▼

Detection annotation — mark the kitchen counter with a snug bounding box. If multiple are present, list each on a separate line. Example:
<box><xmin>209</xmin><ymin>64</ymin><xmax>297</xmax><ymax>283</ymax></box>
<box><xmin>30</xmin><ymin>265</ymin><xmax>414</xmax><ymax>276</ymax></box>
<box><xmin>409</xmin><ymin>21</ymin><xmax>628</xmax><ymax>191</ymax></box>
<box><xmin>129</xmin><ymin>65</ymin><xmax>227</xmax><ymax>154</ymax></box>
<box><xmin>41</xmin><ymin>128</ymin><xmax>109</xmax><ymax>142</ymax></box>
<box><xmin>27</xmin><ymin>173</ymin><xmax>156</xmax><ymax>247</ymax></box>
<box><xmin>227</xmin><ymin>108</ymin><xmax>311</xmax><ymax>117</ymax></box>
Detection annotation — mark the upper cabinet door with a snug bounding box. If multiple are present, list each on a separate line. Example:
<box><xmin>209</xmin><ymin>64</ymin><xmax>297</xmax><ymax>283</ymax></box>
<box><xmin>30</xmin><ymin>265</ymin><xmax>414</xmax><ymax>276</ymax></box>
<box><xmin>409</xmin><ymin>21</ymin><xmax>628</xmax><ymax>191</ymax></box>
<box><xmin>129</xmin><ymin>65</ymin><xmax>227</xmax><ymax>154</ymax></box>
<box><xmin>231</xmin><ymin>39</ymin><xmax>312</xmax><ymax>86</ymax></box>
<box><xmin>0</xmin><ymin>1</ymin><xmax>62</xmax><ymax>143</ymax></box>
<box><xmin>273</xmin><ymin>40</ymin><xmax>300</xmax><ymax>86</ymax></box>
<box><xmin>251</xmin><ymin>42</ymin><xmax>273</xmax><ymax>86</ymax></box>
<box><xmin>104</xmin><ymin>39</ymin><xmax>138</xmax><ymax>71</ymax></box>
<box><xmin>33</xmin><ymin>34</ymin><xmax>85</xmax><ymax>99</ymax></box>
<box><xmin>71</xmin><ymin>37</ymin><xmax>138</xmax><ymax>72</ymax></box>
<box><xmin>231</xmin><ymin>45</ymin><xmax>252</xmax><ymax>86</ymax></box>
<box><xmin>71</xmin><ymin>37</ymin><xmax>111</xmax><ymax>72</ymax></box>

▲

# Problem statement
Return every line of the records above that contains the string "snug", treating case as significant.

# Written answer
Detection annotation — mark the kitchen counter with a snug bounding box. If multiple are present, list each on a separate line. Example:
Detection annotation — mark the upper cabinet door with a snug bounding box. If multiple are present, list each on a separate line. Example:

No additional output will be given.